▶ _Extract provided_
+ + +
The individual piezo elements can alternatively be formed by screen printing, sol gel deposition, or other deposition techniques.

The array of electrode/piezo elements of the structure of FIG. 4B is then planarized to produce the structure of FIG. 4C. For example, the kerf regions between the electrode/piezo elements of the array are filled with a polymer 115 such as epoxy or polyvinyl alcohol. Following the polymer fill, the entire array of electrode/piezo elements can optionally be lapped to a desired thickness using conventional lapping or polishing equipment.

The planarized structure of FIG. 4C is subjected to metal deposition to produce a relatively thick metal layer 237 covering the array of individual electrode/piezo elements as schematically illustrated in FIG. 4D. The structure of FIG. 4D generally comprises a plurality of piezoelectric transducers disposed on a carrier substrate, wherein each piezoelectric transducer includes a relatively thick deposited metal diaphragm 237. By way of illustrative examples, the deposited metal diaphragm 237 can comprise nickel or chromium, and can be produced by electroless deposition, electroplating, or other deposition techniques such as vacuum deposition (e.g., sputtering or chemical vapor deposition). The deposited metal diaphragm layer 237 can have a thickness that is at least about 5 microns, for example in the range of about 5 microns to about 15 microns. As another example, the thickness of the deposited metal layer 237 can be at least about 0.5 to 3 microns. As yet another example, the thickness of the deposited metal layer 237 can be no greater than 30 microns, for example in the range of about 15 microns to about 30 microns.
+ + +
▶ _Extracted entries_
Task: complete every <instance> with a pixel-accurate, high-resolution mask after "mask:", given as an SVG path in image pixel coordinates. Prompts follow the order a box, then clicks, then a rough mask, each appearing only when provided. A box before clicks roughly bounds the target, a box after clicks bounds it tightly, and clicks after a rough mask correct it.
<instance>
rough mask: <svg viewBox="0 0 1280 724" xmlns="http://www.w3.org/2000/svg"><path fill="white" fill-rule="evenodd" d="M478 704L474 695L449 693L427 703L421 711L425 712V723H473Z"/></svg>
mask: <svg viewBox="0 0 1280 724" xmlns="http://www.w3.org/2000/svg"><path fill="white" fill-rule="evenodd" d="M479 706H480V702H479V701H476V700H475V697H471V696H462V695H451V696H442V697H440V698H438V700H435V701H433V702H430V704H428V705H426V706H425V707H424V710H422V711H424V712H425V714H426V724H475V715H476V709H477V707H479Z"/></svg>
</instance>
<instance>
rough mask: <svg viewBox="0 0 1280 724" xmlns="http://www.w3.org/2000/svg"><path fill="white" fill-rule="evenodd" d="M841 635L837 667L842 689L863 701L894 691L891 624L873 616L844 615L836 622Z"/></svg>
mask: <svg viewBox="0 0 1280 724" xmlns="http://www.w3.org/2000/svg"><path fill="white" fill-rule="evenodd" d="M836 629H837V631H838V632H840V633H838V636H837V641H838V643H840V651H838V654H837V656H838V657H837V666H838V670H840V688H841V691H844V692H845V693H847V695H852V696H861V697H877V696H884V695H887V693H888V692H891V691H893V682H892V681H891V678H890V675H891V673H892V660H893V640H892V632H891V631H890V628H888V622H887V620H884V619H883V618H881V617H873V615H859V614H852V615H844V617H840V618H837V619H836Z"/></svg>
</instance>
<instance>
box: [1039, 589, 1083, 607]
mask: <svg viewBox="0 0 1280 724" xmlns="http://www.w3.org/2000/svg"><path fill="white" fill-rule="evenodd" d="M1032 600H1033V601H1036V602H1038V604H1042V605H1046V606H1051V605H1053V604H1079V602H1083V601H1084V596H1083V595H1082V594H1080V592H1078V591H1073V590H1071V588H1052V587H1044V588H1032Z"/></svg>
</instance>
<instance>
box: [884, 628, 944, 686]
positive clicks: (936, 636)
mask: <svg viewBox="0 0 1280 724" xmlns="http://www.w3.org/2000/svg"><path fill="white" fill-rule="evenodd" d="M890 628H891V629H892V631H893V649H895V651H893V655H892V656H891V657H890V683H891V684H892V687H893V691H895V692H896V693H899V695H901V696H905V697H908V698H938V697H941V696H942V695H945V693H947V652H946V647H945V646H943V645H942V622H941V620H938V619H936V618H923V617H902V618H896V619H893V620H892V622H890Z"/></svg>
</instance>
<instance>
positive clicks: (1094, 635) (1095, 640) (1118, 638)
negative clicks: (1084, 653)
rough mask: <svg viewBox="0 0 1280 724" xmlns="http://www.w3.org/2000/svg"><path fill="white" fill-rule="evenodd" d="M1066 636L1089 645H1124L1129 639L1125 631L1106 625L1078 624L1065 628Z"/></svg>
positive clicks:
+ + +
▶ _Problem description_
Pick up the description of building piezoelectric transducers with deposited metal diaphragms and continue it after its last sentence, which gives a thickness range of 15 to 30 microns.

▶ _Output_
An attachment layer 117 is formed on the relatively thick metal diaphragm layer 237 as schematically shown in FIG. 4E. The attachment layer 117 can comprise a relatively low temperature solder layer formed by electroplating, for example. As another embodiment, the attachment layer 117 can comprise a thermoplastic adhesive layer comprising polyimide, epoxy or acrylic adhesive, for example. As a further embodiment, the attachment layer 117 can comprise a thermoplastic layer such as thermoplastic polyimide. The attachment layer 117 can also comprise a low temperature glass frit.

As schematically illustrated in FIG. 4F by way of illustrative example, the structure of FIG. 4E can be attached to a fluid channel layer 131 having pressure chambers 35 by reflowing the relatively low temperature solder layer, or by curing the adhesive layer, as appropriate for the particular implementation.

The carrier 111 and tape 113 are removed to produce the structure of

FIG. 4G. The planarizing polymer can be left in place, or it can be removed with an appropriate developer, for example.

FIGS. 5A-5E are schematic cross-sectional views of structures being processed that illustrate a further procedure for making a plurality of drop generators.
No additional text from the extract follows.